*** Block opens ***
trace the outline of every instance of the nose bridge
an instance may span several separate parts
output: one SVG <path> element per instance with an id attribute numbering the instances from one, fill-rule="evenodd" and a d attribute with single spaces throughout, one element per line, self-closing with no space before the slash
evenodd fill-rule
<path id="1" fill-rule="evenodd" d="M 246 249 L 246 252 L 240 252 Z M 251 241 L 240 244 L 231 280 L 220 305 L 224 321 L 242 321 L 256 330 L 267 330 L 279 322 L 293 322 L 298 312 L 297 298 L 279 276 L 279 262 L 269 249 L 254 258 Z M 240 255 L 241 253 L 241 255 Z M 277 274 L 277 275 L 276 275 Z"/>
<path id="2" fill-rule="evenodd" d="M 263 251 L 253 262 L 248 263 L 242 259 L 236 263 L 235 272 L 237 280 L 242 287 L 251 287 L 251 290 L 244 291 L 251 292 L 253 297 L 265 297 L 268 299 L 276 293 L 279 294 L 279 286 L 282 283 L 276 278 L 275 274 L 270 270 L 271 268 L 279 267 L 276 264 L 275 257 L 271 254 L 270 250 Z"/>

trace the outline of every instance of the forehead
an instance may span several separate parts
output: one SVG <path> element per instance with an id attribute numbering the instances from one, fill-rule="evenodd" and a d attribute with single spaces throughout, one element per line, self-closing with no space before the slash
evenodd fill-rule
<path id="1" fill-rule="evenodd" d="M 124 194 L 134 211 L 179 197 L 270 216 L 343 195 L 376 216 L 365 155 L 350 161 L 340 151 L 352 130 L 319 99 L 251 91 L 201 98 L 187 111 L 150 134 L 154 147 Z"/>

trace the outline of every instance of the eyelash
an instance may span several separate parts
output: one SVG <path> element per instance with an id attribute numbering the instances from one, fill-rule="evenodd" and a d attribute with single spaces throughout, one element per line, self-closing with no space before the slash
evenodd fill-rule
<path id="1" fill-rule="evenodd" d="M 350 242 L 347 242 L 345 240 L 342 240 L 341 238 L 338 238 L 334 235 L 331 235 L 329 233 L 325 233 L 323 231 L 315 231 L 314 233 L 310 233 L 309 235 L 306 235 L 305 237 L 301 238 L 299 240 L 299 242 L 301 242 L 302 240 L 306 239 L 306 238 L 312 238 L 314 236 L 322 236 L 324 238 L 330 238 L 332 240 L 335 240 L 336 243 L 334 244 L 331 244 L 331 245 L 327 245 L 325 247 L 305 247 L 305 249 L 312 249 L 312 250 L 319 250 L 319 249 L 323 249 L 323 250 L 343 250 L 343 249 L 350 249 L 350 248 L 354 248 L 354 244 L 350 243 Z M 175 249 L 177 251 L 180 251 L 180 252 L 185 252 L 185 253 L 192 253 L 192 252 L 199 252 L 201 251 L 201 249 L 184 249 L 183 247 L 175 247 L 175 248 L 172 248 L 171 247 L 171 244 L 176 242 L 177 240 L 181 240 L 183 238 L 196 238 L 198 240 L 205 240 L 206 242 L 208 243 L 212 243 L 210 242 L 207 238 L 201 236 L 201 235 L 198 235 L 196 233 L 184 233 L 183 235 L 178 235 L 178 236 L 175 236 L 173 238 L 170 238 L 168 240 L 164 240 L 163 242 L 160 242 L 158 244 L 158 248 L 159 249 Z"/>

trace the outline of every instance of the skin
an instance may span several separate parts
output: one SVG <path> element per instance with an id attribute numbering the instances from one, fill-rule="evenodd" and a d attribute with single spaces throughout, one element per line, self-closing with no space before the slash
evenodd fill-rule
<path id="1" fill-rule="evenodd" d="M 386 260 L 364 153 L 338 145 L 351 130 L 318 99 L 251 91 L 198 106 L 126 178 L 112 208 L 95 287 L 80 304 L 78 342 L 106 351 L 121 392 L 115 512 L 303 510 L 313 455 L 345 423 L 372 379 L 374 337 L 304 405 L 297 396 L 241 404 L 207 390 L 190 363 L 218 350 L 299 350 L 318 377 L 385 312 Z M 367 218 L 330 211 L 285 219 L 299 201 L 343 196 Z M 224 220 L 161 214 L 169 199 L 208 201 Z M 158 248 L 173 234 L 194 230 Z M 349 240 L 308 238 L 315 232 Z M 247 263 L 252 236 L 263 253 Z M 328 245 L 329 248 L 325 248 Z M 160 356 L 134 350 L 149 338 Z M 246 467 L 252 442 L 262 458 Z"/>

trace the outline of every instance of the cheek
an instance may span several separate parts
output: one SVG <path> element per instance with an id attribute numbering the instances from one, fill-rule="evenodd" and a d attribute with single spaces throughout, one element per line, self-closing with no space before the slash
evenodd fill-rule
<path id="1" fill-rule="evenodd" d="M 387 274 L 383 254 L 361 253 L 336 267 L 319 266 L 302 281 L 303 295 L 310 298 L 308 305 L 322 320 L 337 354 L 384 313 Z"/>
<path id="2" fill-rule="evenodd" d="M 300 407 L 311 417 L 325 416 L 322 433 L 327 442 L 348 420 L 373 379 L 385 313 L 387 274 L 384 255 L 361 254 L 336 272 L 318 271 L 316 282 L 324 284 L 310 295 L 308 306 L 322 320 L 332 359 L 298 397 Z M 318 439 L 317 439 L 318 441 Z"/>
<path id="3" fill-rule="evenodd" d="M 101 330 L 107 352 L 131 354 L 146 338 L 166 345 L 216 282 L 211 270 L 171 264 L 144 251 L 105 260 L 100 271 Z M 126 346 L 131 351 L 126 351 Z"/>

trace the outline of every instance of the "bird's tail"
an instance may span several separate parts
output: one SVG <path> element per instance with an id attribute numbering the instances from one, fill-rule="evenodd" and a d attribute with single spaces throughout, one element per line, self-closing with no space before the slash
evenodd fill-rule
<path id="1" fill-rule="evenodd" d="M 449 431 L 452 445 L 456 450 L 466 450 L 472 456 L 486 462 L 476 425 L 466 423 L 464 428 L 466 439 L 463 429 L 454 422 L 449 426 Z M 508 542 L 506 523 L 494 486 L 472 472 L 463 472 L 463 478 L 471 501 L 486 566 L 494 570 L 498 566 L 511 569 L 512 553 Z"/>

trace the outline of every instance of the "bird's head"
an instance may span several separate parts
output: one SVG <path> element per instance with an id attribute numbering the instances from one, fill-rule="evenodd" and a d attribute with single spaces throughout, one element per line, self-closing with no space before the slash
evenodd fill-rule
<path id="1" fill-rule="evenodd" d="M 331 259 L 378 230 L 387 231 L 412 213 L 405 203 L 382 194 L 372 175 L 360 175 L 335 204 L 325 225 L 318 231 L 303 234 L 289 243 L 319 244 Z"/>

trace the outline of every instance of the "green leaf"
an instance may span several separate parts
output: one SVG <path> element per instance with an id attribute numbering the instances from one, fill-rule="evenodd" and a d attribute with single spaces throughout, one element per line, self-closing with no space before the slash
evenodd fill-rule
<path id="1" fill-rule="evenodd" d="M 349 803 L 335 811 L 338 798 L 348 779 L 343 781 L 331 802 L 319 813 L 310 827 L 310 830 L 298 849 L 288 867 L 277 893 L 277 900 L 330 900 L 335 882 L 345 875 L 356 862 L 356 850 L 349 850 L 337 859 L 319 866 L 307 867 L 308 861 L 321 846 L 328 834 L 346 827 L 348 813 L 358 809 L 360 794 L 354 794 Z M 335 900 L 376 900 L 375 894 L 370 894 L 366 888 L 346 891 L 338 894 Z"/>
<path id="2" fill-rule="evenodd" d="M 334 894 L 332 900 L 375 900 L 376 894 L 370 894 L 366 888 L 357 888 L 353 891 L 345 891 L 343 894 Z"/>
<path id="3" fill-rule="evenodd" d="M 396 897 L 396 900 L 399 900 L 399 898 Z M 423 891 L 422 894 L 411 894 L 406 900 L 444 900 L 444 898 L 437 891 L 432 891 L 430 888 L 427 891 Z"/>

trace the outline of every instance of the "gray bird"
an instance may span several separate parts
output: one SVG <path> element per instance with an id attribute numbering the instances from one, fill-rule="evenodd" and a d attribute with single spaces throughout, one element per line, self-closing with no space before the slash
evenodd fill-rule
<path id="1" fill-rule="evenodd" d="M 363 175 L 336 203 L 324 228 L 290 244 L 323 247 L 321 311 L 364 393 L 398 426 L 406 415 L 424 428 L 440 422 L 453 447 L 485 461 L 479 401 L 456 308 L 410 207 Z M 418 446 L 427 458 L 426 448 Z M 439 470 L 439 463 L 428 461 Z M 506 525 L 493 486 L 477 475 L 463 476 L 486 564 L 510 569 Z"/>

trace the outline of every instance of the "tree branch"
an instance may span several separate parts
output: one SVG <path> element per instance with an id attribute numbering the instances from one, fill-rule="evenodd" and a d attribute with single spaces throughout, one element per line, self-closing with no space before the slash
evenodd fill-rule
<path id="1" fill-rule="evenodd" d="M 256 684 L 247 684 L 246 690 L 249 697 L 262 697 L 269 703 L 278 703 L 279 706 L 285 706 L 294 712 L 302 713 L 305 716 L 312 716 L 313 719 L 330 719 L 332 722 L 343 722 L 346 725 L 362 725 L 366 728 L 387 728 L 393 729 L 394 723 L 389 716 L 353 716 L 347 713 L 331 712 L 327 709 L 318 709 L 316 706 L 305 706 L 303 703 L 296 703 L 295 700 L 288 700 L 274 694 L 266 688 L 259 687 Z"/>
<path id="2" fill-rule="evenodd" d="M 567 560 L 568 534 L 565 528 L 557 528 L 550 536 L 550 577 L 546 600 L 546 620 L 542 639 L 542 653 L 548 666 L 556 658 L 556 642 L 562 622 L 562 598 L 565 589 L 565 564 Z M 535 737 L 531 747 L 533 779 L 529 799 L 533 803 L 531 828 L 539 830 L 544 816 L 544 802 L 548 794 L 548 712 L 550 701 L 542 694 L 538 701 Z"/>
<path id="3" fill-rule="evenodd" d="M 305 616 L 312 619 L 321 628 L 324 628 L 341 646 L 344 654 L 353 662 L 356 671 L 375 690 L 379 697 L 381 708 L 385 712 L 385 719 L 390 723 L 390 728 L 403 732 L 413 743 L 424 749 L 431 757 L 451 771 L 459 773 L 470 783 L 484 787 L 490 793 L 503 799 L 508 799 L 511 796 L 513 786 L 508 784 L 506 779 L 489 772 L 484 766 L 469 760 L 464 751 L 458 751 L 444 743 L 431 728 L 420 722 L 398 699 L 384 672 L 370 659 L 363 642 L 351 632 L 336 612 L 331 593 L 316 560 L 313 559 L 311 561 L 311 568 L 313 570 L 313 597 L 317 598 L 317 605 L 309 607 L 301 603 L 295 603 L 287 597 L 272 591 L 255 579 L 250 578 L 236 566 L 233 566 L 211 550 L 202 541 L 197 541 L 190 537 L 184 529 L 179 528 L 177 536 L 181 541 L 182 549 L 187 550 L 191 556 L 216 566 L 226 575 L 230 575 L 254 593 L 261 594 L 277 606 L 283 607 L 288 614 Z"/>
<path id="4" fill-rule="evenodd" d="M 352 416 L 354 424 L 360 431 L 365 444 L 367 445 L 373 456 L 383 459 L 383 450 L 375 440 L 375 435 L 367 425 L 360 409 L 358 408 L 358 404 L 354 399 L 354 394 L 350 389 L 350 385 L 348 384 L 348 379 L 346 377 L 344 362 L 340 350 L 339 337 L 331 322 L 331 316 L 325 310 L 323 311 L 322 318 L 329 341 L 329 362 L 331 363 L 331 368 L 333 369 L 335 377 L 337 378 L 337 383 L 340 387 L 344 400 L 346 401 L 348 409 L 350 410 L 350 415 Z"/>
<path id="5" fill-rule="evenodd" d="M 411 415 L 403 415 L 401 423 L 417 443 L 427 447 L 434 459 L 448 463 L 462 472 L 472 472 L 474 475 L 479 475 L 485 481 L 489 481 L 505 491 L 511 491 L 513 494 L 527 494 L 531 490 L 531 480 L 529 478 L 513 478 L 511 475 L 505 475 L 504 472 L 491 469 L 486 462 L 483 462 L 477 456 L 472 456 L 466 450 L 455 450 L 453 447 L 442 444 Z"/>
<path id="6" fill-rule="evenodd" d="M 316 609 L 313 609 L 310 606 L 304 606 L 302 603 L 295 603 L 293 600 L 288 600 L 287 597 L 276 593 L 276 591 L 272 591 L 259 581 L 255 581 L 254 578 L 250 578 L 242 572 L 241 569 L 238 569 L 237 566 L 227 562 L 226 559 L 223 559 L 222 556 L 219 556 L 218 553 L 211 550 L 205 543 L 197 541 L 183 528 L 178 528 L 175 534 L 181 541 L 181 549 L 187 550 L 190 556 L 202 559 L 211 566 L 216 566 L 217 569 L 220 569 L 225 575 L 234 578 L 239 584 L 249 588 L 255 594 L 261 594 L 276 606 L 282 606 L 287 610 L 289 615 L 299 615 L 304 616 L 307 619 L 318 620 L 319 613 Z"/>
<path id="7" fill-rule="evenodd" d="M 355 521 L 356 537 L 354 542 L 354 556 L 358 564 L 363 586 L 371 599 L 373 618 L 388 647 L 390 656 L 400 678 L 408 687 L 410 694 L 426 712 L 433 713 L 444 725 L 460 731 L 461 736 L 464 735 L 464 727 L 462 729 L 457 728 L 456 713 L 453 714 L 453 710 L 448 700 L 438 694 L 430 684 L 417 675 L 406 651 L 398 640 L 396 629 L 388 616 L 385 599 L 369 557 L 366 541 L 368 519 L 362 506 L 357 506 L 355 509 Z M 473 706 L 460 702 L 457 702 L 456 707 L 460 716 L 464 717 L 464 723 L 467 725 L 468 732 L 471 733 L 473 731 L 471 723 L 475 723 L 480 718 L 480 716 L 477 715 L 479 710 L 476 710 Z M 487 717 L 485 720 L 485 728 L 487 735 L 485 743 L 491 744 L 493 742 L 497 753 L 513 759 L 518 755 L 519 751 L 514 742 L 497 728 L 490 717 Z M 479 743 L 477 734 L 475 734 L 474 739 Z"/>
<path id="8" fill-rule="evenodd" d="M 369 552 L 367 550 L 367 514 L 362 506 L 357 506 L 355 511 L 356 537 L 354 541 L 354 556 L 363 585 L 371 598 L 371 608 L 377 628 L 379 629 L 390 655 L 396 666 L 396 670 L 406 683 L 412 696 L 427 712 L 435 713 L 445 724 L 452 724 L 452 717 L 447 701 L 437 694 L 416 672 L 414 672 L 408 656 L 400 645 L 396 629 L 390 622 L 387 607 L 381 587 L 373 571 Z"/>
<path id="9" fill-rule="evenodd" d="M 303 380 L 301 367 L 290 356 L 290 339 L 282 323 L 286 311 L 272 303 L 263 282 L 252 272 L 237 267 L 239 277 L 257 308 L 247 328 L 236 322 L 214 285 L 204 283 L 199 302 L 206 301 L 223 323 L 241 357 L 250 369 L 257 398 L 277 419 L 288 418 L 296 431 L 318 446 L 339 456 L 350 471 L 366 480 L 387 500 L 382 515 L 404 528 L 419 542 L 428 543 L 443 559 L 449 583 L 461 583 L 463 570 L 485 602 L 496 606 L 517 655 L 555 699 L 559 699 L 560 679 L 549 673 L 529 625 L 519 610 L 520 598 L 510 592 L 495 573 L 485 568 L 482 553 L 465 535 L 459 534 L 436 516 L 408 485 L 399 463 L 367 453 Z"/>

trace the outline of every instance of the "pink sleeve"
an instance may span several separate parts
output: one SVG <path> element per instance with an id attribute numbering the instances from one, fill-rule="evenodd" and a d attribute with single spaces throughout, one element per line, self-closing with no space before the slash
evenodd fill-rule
*** Block closes ***
TASK REQUIREMENTS: Determine how many lines of the material above contain "every", and give that number with no other words.

THE ANSWER: 11